### TEXTE SOURCE
Quand j’ai demandé à l’un des prêtres quelle était la raison de cette coutume, il m’a répondu : « C’est une tradition de nos ancêtres, et c’est ainsi que nous pratiquons depuis des générations. » Il semble probable que le report du décompte ait été fait pour ne pas mélanger la mitzvah de Pessah avec la mitzvah du décompte de l’Omer. Par conséquent, ce n’est que lorsque la célébration de Pessah est complètement terminée qu’il est possible de commencer cette nouvelle mitzvah.
Une herméneutique plus simple pourrait être à l’œuvre ici, cependant. Le passage sur l’Omer apparaît après que la description des Matzot est complète, c’est-à-dire après que la Torah discute de la fête du septième jour. Cela pourrait être interprété comme signifiant que le décompte ne commence qu’après la fin de la fête, ce qui est la façon dont il est compris par les Esséniens, les Sadducéens et les Samaritains, comme noté ci-dessus.
4. Le deuxième jour de Matzot (Philon, Josèphe, Pharisiens et Rabbins)
L’interprétation la plus familière et la plus répandue du verset est aussi la plus contre-intuitive. Les rabbins, leurs prédécesseurs les Pharisiens, et d’autres auteurs de l’époque du Second Temple comme Philon et Josèphe, comprennent tous « après Shabbat » comme « après la première fête (yom tov) de Matzot ». Selon cette interprétation, le décompte de l’omer commence le deuxième jour de Matzot.

### CONSIGNES DES EXERCICES
1 – D'après le texte source, à quel jour de Matzot les rabbins et les Pharisiens font-ils commencer le décompte de l'omer ?
2 – Reproduisez le passage du texte source qui va de « Une herméneutique plus » jusqu'à « Pharisiens et Rabbins) ».

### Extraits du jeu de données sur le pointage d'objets

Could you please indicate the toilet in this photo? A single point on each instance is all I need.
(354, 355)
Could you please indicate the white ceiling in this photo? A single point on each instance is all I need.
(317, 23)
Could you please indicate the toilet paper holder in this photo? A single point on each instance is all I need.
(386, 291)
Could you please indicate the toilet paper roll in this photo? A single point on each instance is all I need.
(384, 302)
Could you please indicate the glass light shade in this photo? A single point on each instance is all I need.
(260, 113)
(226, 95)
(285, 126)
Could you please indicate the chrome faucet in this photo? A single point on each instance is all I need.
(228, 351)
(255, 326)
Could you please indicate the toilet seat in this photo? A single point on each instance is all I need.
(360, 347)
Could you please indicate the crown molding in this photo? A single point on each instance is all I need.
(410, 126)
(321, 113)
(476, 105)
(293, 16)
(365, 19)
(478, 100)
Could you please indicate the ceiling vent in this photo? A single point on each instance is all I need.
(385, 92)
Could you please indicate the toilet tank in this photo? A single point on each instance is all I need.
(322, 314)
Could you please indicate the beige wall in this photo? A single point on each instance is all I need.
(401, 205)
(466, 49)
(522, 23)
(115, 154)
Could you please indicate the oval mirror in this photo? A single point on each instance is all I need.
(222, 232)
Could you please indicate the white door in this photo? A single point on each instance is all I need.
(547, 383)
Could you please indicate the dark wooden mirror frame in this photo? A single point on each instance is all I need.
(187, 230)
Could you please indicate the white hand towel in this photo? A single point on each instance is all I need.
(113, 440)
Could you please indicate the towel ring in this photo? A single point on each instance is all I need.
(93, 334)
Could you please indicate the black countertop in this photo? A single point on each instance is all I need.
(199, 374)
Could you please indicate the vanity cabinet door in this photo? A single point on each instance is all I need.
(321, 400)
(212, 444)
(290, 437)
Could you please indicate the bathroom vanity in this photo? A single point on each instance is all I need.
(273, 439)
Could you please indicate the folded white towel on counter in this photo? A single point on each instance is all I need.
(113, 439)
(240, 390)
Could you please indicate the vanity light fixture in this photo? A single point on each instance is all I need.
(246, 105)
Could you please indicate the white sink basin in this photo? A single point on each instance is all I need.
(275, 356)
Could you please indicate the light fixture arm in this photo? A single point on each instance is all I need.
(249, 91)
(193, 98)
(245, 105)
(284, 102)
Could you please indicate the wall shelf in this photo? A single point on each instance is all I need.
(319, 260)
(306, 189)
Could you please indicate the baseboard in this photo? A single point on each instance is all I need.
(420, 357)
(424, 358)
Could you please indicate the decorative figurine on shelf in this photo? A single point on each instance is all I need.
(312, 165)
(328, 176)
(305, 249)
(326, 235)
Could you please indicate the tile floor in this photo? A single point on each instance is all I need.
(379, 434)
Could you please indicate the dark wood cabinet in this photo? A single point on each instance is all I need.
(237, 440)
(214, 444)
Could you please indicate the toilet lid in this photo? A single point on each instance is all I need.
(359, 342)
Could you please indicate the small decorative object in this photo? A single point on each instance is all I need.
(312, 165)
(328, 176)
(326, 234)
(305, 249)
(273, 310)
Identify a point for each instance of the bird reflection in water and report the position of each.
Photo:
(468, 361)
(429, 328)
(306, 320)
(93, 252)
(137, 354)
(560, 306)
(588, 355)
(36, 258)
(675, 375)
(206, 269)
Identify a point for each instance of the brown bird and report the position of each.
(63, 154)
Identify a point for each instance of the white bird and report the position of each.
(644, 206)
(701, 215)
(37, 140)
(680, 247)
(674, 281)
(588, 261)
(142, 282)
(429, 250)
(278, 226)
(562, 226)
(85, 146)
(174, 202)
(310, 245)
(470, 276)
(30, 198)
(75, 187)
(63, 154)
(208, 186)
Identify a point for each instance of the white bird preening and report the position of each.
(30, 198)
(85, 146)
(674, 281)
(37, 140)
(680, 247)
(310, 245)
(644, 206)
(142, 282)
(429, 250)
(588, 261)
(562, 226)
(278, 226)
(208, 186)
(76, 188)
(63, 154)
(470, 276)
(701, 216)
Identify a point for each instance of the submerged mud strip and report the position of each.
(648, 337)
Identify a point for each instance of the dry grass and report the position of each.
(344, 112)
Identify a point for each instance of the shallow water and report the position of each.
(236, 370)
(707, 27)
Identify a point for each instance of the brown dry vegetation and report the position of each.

### CORRIGÉ DES EXERCICES
1 – Le deuxième jour de Matzot.

2 –
Une herméneutique plus simple pourrait être à l’œuvre ici, cependant. Le passage sur l’Omer apparaît après que la description des Matzot est complète, c’est-à-dire après que la Torah discute de la fête du septième jour. Cela pourrait être interprété comme signifiant que le décompte ne commence qu’après la fin de la fête, ce qui est la façon dont il est compris par les Esséniens, les Sadducéens et les Samaritains, comme noté ci-dessus.
4. Le deuxième jour de Matzot (Philon, Josèphe, Pharisiens et Rabbins)